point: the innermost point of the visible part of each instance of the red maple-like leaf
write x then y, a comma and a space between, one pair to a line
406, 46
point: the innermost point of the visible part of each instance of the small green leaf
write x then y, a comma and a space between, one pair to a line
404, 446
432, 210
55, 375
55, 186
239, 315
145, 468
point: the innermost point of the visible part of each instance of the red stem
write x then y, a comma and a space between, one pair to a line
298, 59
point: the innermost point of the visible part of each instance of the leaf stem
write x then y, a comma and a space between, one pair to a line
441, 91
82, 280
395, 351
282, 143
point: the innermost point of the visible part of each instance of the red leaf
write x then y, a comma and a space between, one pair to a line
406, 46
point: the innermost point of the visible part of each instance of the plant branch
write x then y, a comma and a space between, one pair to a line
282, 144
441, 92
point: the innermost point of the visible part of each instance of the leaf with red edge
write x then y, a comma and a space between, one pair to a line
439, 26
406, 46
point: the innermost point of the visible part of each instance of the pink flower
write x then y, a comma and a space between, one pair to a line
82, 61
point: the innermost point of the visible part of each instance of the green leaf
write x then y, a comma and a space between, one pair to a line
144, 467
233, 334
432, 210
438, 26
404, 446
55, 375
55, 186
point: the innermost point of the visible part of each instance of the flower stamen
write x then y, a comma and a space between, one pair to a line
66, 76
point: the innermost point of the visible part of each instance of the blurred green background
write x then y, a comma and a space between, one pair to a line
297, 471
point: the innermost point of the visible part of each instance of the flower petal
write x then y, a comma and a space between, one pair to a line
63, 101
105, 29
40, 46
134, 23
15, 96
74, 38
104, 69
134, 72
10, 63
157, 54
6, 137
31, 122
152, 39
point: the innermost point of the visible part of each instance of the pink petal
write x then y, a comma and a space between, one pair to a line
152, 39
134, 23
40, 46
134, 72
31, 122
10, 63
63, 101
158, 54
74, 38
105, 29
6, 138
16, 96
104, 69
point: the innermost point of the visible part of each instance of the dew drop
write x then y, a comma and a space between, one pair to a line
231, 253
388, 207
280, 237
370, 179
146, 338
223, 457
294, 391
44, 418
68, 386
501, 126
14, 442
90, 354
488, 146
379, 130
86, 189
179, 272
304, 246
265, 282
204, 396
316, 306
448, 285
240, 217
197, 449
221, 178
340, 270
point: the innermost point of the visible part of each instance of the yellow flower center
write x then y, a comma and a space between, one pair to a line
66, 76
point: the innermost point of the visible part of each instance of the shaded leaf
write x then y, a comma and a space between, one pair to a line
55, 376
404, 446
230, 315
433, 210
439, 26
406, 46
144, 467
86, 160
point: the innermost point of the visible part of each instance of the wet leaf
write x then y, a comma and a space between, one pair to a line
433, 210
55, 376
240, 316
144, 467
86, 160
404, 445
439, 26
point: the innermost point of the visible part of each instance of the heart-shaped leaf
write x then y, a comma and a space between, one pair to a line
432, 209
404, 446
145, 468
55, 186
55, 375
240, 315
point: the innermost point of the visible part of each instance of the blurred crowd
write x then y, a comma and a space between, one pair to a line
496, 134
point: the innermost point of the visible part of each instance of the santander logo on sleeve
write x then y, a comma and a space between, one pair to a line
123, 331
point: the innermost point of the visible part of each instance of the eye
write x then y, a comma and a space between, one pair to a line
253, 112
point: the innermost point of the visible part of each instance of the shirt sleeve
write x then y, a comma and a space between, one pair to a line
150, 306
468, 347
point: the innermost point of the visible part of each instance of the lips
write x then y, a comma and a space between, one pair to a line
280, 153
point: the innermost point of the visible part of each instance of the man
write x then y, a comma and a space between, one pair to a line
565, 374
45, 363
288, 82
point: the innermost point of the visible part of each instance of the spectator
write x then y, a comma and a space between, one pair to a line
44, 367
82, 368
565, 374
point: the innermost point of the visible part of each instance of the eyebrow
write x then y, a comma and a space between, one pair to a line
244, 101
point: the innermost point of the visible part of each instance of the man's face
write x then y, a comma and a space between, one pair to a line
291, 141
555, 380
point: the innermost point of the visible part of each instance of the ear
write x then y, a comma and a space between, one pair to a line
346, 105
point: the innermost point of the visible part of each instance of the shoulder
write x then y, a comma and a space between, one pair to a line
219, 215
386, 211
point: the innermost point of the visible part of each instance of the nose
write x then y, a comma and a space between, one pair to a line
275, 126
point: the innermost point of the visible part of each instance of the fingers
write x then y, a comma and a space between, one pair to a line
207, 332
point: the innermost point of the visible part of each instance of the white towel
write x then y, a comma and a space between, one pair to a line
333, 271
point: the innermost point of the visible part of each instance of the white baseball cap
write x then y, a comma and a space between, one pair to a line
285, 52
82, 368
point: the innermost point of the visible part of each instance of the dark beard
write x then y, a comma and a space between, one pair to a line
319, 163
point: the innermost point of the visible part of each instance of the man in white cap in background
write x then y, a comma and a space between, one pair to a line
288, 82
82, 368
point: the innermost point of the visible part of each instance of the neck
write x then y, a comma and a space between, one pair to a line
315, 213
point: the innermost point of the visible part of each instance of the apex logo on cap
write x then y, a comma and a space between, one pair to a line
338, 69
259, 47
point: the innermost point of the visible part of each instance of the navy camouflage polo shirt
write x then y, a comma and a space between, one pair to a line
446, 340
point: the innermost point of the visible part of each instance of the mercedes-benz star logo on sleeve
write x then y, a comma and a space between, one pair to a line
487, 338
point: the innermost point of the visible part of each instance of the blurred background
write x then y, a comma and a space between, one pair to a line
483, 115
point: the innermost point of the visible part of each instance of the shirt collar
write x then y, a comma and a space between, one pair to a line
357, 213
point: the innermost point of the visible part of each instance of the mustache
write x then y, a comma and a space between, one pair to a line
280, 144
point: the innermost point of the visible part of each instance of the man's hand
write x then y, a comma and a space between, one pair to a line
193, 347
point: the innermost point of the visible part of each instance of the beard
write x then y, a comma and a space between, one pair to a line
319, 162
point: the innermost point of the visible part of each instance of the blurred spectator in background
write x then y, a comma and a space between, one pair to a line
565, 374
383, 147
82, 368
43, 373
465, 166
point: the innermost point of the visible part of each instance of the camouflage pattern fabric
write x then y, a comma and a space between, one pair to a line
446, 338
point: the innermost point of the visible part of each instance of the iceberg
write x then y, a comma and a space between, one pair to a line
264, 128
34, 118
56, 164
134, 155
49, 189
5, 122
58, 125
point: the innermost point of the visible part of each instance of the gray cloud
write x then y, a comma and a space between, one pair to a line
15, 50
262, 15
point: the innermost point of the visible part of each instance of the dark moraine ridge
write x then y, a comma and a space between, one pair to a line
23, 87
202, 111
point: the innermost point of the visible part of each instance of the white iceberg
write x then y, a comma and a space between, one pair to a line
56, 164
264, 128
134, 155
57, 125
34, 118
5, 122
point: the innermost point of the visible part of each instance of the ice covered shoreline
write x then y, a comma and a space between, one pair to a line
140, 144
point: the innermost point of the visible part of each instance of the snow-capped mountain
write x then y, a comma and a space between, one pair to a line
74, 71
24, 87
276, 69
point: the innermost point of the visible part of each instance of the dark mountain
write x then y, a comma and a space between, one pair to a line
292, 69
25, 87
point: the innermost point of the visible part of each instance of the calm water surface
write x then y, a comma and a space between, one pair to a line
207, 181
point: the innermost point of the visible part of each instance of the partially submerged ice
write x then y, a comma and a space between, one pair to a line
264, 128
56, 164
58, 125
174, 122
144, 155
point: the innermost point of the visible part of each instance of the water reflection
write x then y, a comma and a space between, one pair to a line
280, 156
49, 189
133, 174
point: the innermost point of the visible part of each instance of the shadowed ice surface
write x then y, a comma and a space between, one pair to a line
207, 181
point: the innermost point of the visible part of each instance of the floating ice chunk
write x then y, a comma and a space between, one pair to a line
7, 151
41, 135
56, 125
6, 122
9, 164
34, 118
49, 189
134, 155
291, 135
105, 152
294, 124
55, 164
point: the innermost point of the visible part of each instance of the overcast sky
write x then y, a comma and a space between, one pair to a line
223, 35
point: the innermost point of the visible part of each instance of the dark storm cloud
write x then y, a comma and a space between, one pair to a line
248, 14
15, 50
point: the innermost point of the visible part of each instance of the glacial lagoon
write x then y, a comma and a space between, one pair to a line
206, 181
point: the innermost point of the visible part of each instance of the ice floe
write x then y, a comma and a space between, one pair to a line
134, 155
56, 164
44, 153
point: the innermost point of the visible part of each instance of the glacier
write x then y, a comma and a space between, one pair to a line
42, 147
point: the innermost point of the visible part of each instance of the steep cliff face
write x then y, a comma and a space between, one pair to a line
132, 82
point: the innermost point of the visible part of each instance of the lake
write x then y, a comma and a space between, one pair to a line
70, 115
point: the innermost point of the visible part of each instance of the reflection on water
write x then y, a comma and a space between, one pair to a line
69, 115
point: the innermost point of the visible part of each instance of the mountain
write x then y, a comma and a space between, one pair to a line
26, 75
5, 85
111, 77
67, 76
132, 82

================================

=== WHAT THE EXERCISE ASKS ===
Convert the data, starting at the line that contains "floating ice chunk" and ending with the last line of the data, into a two-column CSV with the columns prompt_text and reply_text. Give each ask and its answer one row, with each value in a single quoted field and its line breaks replaced by spaces.

=== FULL SOLUTION ===
prompt_text,reply_text
"point: the innermost point of the visible part of each instance of the floating ice chunk write x then y, a comma and a space between, one pair to a line","7, 151 41, 135 56, 125 6, 122 9, 164 34, 118 49, 189 134, 155 291, 135 105, 152 294, 124 55, 164"
"point: the innermost point of the visible part of each instance of the overcast sky write x then y, a comma and a space between, one pair to a line","223, 35"
"point: the innermost point of the visible part of each instance of the dark storm cloud write x then y, a comma and a space between, one pair to a line","248, 14 15, 50"
"point: the innermost point of the visible part of each instance of the glacial lagoon write x then y, a comma and a space between, one pair to a line","206, 181"
"point: the innermost point of the visible part of each instance of the ice floe write x then y, a comma and a space between, one pair to a line","134, 155 56, 164 44, 153"
"point: the innermost point of the visible part of each instance of the glacier write x then y, a comma and a space between, one pair to a line","42, 147"
"point: the innermost point of the visible part of each instance of the steep cliff face write x then y, a comma and a space between, one pair to a line","132, 82"
"point: the innermost point of the visible part of each instance of the lake write x then y, a comma and a space between, one pair to a line","70, 115"
"point: the innermost point of the visible part of each instance of the reflection on water write x then y, a comma and a space between, one pair to a line","69, 115"
"point: the innermost point of the visible part of each instance of the mountain write x then y, a comma and a space between, one pair to a line","26, 75 5, 85 111, 77 67, 76 132, 82"